* SELECTED TEXT
***

Critically Appraise Citizen
Kane as Cinema
“It isn't enough to tell us
what a man did. You've got to tell us who he was.”
–
Newsreel Editor Rawlston, in Citizen Kane
A
proper account of the power of Citizen
Kane must be tackled from the standpoint of today’s viewer. Classic texts
such Homer and the Bible are hard to approach as texts because they carry so
much historical baggage along with them. In the same way, a critical appraisal
of Orson Welles’ masterpiece must not slip into nostalgia or irrelevant
contextualism[3].
The
structure of the film is hermeneutic. This is a way of keeping the interest of
the audience from beginning to the end. In the first few minutes a ‘code-word’
is given, and then an investigative search begins for its meaning. This is
rather superficial technique of maintaining interest, and by itself would leave
the film audience feeling cheated. However the ‘rosebud’ mechanism is useful in
that it propels the narrative of discovering the real Kane. It is this delving
into the human character which is of lasting appeal to the spectator. It is also the thing which accounts for the
enjoyability of repeated viewings. It
is arguable that even once the meaning of Rosebud is known there is an ongoing
interest to go back and watch the film again precisely because of the
superficiality of the hermeneutic structure compared to the strength of the
body of the narrative. In fact repeat viewings of Kane may be better because they
lack the disappointment of such a trite denouement.
Citizen Kane
is essentially a biographical narrative. It is a single man’s career seen
through the eyes of the public, his financial advisors, his writers, his
friends and his two wives. The reporter who we never see, and who carries our
perspective, is in fact a biographer. He takes us through a variety of
interviews and flashbacks in order to discover what really drives the media
baron. Part of this interpretation involves delving into theories about Kane’s
psyche.
By
the death of Freud in 1939 the broader media had a good conception of the basic
principles of psychoanalysis. Certainly educated parts of the population would
have been familiar with the concept that dramatic events in a childs life can
manifest themselves at a later stage. These tools made cinema-going more
interesting and involved for audiences. Mildred
Pierce (1945) and other movies of the same time period have psychoanalytic
sub-texts also. Today almost everyone knows about Freud’s Oedipaedal theory and
maybe that is why the film has increased its number of admirers. Orson Welles
said[4]:
“From the point of view of
the psychologist, my character had never made what is known as the
‘transference’ from the mother. Hence his failure with his wives… [Rosebud]
represented the simplicity, the comfort, above all the lack of responsibility
in his home, and also it stood for his mother’s love with Kane never lost.”
Welles
had definitely read up on “dollar book Freud” as he called it[5].
There is no doubt that the psychological connection adds new dimensions and
meanings, and makes this a much richer film. This aspect cannot be
underestimated.

***

* INFORMATION SHOWN
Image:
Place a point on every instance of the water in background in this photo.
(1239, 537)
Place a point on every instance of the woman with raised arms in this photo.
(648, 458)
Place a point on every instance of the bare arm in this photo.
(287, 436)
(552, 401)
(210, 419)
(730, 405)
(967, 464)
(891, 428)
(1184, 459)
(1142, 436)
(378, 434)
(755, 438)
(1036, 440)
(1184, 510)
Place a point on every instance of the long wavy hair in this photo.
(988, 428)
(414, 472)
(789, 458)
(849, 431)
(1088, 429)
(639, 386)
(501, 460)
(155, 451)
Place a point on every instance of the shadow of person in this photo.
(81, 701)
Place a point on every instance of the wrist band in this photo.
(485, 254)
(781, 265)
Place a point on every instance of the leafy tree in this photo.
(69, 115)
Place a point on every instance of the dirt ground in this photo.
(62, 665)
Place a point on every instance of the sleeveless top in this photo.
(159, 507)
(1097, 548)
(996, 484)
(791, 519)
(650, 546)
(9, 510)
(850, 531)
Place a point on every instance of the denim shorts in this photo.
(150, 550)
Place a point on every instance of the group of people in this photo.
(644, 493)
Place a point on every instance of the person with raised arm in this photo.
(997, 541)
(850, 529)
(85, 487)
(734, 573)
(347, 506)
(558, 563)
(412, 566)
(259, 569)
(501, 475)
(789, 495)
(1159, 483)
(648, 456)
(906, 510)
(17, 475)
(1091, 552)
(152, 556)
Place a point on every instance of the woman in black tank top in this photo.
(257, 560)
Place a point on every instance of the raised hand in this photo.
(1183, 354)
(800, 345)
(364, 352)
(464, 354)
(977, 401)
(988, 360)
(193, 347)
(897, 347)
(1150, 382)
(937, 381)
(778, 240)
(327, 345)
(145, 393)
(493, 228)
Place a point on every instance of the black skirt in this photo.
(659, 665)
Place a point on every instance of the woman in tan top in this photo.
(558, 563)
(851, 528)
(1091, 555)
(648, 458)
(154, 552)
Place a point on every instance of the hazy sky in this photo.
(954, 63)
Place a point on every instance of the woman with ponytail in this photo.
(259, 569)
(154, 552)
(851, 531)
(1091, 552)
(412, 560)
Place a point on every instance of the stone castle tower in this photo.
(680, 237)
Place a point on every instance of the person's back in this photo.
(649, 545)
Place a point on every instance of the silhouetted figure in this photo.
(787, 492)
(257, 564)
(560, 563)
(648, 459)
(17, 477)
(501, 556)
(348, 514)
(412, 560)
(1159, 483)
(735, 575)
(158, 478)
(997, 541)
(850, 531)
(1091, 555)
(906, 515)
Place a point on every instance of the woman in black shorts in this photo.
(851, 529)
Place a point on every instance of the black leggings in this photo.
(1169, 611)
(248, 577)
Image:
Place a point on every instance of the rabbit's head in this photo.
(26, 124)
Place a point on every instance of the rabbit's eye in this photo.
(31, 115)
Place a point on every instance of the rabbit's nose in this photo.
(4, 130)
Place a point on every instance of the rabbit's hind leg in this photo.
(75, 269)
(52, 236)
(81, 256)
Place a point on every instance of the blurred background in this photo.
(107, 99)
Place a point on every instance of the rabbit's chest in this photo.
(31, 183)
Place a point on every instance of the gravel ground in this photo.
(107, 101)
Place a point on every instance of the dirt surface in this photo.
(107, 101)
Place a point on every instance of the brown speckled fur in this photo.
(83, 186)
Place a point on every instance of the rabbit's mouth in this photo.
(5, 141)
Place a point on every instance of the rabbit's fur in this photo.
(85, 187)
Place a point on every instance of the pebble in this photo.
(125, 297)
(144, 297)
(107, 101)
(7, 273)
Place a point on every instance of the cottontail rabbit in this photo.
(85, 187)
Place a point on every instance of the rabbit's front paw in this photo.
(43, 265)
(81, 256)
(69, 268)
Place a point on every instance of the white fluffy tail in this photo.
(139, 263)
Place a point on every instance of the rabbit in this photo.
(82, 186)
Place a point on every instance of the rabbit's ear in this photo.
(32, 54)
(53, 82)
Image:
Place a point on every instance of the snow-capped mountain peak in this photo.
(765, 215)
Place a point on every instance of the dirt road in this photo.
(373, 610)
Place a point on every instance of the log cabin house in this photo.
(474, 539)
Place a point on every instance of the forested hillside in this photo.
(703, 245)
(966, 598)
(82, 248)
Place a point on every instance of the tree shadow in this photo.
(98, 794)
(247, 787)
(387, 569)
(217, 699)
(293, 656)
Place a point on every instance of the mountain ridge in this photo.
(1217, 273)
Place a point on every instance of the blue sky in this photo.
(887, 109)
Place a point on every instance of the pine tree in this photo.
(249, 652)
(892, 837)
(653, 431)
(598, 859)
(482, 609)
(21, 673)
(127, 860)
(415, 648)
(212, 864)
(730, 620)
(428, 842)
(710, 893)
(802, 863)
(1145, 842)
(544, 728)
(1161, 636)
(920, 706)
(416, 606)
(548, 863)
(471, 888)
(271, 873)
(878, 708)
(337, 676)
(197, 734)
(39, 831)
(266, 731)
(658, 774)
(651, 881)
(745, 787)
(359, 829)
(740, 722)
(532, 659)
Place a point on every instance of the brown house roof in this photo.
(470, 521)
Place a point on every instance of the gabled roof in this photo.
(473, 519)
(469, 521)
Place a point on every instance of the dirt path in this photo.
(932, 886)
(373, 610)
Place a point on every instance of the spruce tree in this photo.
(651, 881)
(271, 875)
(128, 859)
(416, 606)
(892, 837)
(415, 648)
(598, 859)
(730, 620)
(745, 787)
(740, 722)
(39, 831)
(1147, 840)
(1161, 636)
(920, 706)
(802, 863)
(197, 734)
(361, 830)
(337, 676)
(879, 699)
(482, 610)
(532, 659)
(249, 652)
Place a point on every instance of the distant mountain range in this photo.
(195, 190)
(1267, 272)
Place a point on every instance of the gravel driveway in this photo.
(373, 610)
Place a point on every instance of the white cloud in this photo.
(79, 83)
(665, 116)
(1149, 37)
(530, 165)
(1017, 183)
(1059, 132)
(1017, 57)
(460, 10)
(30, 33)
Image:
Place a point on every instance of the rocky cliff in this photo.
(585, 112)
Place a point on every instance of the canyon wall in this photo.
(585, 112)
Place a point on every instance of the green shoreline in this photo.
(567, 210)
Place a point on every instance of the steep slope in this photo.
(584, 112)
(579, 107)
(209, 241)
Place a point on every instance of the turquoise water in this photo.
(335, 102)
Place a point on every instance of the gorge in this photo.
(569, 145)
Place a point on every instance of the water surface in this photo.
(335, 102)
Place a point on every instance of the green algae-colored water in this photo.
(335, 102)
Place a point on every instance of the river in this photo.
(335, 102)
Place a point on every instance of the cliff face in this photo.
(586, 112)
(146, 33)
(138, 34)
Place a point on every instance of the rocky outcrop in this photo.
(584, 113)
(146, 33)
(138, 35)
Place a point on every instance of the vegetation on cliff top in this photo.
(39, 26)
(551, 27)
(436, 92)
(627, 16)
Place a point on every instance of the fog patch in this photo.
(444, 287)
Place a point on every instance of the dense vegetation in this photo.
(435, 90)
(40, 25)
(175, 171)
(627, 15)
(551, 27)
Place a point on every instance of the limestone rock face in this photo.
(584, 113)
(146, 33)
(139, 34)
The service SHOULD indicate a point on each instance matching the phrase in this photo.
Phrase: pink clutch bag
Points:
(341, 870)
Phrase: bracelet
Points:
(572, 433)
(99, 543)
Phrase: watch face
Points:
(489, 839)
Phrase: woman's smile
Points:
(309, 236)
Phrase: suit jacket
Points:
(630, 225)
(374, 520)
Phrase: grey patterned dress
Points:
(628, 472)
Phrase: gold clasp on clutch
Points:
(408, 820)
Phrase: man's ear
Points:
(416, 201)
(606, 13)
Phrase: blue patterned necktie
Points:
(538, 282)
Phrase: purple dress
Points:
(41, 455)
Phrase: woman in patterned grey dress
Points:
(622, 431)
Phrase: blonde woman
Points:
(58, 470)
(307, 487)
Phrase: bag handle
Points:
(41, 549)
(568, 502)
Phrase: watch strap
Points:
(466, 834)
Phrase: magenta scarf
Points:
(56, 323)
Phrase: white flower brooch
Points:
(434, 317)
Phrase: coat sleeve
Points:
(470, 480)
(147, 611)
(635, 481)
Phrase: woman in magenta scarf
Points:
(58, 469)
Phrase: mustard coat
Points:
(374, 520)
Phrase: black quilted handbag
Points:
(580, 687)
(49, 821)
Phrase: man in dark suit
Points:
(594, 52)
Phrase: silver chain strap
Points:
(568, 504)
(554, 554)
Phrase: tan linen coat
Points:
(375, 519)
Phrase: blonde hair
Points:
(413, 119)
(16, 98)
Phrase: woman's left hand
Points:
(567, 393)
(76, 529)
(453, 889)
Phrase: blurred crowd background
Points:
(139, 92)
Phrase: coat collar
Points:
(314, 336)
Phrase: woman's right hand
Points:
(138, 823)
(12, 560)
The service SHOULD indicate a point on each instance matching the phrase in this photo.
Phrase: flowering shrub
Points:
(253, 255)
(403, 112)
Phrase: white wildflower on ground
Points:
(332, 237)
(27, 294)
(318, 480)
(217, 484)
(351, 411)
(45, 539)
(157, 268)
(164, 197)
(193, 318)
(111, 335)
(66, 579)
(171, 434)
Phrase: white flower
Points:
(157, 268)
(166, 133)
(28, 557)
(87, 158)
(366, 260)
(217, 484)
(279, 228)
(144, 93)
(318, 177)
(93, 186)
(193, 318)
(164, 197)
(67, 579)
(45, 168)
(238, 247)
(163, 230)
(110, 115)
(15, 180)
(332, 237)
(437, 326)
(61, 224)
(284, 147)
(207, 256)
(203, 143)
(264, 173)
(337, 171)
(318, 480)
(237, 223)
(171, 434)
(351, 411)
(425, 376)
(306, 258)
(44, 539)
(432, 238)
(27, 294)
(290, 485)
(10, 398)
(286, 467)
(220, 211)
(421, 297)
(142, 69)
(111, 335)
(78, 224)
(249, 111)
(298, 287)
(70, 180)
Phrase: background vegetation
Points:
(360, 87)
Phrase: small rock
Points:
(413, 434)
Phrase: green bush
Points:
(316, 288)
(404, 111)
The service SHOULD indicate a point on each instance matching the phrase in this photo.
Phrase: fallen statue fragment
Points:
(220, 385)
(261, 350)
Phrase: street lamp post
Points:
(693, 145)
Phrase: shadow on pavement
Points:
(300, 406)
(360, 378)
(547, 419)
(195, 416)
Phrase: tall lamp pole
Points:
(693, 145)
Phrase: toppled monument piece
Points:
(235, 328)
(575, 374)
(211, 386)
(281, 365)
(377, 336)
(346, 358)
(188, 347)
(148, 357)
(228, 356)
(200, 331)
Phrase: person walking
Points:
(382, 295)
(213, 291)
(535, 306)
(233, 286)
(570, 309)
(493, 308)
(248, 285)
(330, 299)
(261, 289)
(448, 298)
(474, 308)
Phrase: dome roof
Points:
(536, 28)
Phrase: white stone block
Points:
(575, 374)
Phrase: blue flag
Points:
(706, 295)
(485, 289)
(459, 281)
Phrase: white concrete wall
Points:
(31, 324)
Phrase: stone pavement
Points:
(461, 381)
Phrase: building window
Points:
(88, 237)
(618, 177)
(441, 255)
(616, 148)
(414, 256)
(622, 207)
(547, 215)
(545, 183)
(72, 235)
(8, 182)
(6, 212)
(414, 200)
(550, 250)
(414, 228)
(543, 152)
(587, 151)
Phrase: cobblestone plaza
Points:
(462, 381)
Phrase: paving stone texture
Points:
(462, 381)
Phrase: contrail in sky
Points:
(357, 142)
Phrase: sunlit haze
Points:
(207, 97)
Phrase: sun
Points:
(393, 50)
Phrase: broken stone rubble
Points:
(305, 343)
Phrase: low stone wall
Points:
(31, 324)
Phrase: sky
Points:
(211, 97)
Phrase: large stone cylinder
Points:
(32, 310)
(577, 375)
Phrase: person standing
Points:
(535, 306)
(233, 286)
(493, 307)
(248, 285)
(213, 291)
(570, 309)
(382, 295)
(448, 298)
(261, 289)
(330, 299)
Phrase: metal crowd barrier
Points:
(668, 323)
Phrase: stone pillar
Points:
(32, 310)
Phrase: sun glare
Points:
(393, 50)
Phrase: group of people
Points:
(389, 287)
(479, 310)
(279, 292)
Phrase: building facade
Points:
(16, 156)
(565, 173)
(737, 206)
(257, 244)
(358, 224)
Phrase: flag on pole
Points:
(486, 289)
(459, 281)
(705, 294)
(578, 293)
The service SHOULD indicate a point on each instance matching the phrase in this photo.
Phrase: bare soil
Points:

***

* WHAT IS BEING ASKED
From the essay on Citizen Kane above, transcribe word for word the passage that begins at the words "There is no" and stops after the words "underestimated.".

* PROBLEM SOLUTION
There is no doubt that the psychological connection adds new dimensions and
meanings, and makes this a much richer film. This aspect cannot be
underestimated.